+++ Extracted data

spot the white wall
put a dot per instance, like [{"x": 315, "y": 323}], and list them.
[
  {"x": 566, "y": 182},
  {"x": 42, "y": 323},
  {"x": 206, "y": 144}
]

++++++

▸ **Description of the task**: Rewrite the items with "white wall" changed to "brick wall", leaving everything else the same.

▸ **The response**:
spot the brick wall
put a dot per instance, like [{"x": 315, "y": 323}], and list them.
[
  {"x": 566, "y": 182},
  {"x": 42, "y": 323},
  {"x": 206, "y": 144}
]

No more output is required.